EXERCISE:
With the pictures excluded, output only the lines from the one containing "# mark a point" through the last line of the entries, unchanged.

RECORDS PROVIDED:
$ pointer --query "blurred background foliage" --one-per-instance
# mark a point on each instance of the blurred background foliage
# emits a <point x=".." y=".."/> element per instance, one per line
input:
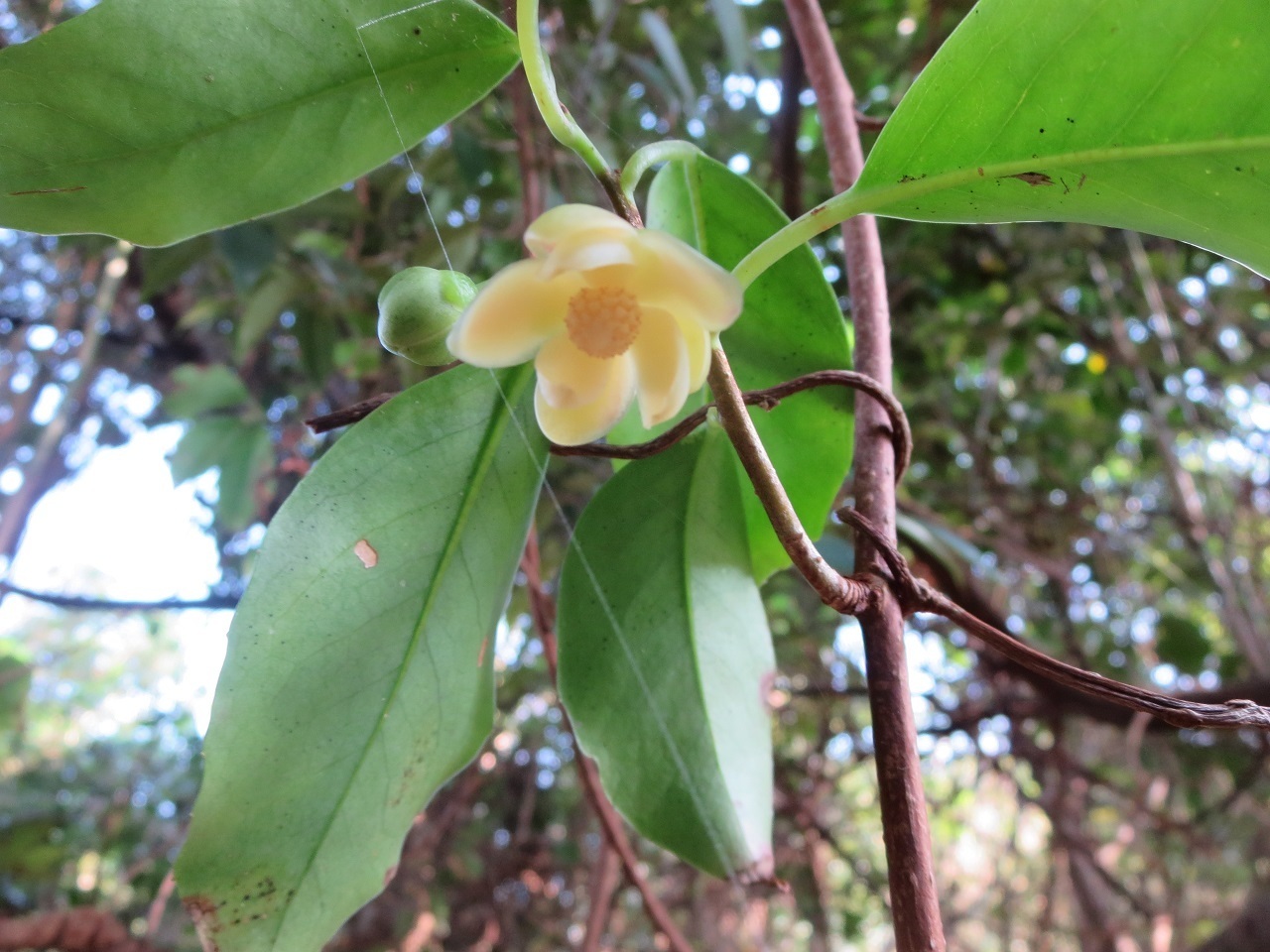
<point x="1092" y="471"/>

RESPONSE AREA:
# mark a point on each instance of the blurred background foliage
# emits a <point x=".." y=".."/> element per instance, one per line
input:
<point x="1092" y="471"/>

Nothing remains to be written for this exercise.